▶ [WORK INSTRUCTIONS] Extract every line from the items below that contains the word "jacket". Treat uppercase and lowercase as different, so only lines with a case-exact match count.

▶ [PROVIDED RECORDS]
---+---

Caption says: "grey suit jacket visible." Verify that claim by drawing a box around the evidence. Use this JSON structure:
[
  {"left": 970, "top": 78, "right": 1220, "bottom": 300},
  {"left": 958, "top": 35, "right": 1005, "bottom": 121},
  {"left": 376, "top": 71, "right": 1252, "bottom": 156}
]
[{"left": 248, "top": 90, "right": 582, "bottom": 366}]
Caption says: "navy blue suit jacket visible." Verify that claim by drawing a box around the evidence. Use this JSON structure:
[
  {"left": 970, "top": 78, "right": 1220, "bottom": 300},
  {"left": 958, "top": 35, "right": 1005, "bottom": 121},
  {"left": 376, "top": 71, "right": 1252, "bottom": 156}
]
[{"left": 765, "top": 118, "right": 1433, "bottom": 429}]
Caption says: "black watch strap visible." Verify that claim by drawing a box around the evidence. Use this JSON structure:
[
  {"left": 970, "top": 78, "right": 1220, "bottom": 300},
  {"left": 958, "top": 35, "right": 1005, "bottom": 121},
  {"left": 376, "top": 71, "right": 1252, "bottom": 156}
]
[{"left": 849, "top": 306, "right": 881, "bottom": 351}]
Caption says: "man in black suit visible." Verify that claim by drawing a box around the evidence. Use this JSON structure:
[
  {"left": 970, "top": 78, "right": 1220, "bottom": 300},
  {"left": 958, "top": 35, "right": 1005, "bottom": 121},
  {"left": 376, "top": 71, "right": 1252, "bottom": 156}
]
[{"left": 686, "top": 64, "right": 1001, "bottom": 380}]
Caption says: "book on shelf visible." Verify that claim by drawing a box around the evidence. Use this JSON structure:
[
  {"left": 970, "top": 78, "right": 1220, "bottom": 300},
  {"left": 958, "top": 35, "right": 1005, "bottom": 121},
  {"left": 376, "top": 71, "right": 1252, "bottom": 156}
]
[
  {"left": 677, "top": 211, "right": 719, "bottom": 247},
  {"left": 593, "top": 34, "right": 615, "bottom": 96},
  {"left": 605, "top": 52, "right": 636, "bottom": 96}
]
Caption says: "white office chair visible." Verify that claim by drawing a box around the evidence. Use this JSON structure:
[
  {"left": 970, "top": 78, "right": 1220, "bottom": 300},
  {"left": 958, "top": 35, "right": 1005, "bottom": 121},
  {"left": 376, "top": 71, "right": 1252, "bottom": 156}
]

---+---

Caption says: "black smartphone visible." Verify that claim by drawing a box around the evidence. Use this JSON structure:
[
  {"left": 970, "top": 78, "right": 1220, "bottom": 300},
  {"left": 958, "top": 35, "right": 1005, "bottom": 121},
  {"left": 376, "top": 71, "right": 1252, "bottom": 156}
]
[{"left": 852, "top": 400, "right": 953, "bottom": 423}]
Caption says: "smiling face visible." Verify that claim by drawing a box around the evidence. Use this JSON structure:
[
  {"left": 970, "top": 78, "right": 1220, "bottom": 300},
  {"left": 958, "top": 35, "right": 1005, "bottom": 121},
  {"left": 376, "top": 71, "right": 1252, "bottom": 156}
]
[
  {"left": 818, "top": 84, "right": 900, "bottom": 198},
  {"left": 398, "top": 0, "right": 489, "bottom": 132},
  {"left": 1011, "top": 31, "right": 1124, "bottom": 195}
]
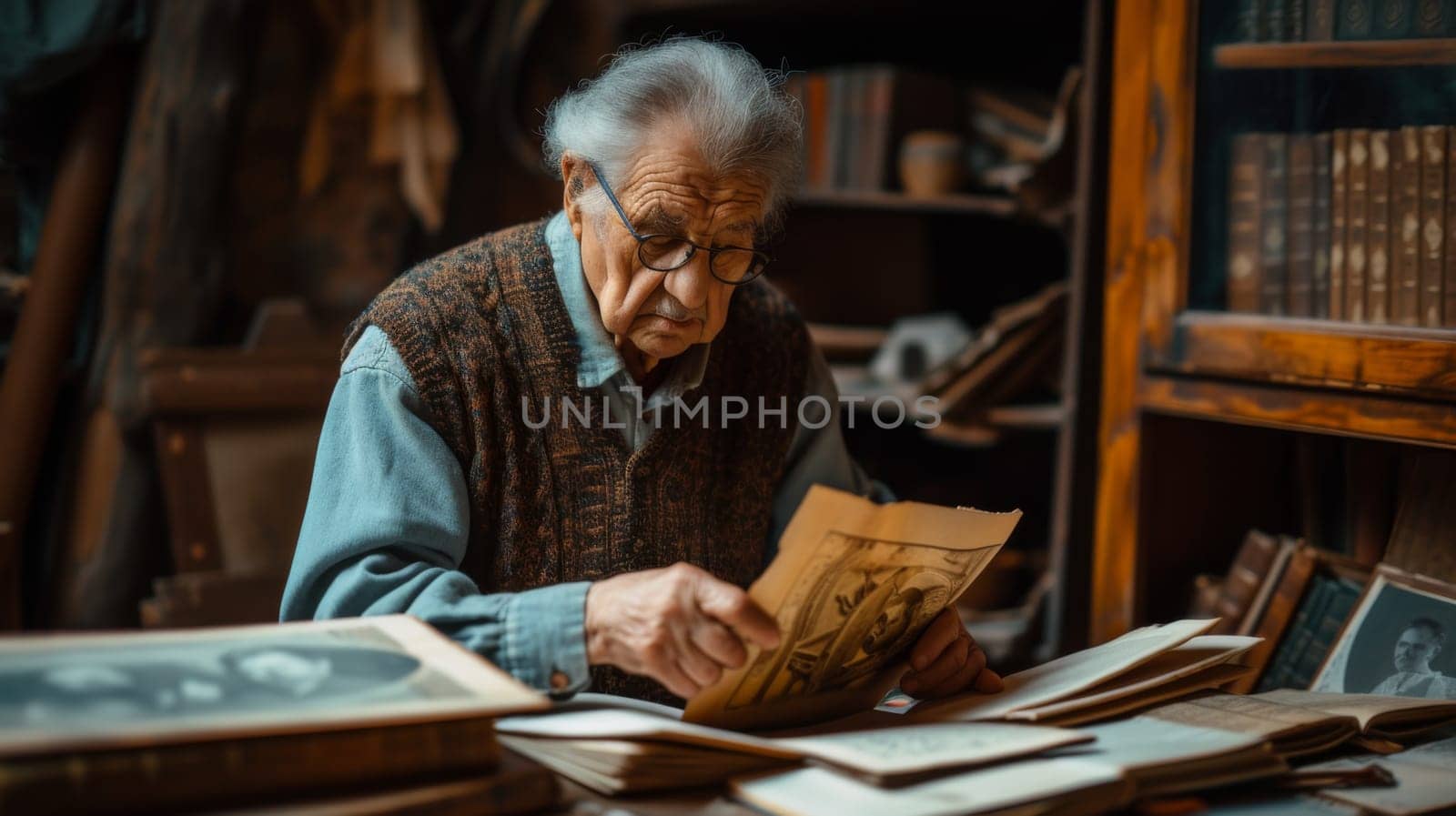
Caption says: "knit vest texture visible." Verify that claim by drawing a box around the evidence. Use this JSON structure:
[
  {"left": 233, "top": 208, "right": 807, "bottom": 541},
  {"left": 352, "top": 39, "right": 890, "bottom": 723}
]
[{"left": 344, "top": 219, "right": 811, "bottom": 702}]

---+---

▶ [SOLUTION FOR THIS PROBLEM]
Caption says: "grey suit jacket visible." Verify that claim by drawing a box around the evidence. Use this JSON structure:
Caption says: "navy blue suit jacket visible." Verify that claim by drawing a box around the evidence. Use this JSON structure:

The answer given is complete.